Exercise description: Reproduce the following material word for word, leaving out the pictures.

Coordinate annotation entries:
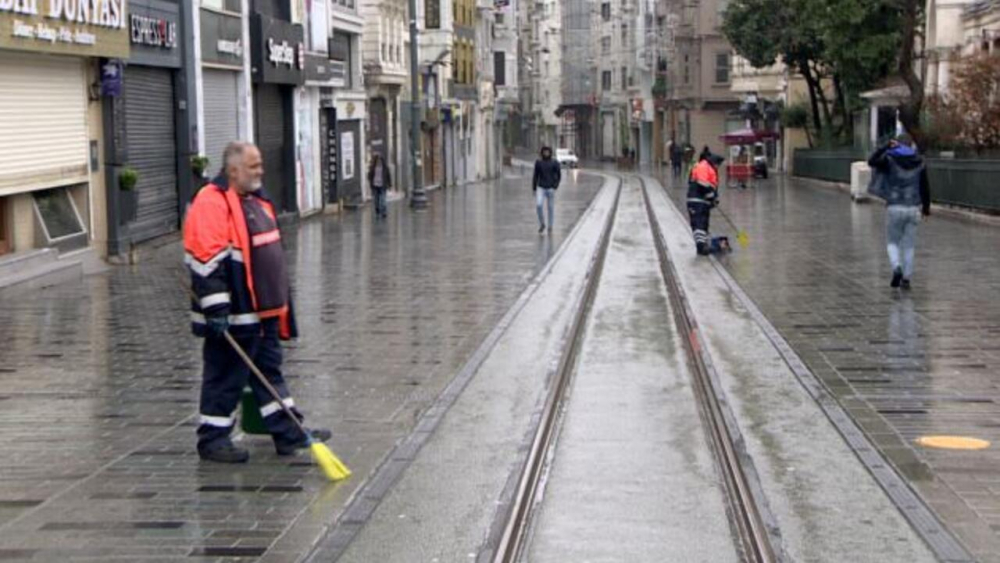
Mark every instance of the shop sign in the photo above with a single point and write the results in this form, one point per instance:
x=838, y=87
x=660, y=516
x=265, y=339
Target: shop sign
x=284, y=54
x=330, y=159
x=234, y=48
x=95, y=28
x=323, y=71
x=277, y=51
x=154, y=32
x=154, y=28
x=222, y=39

Result for this exercise:
Mark every instance of the shop sign in the photo above with a single point and write the results in this form, one point per instance:
x=838, y=87
x=660, y=516
x=265, y=339
Target: shop sign
x=284, y=54
x=330, y=159
x=234, y=48
x=95, y=28
x=323, y=71
x=277, y=51
x=154, y=32
x=154, y=28
x=222, y=39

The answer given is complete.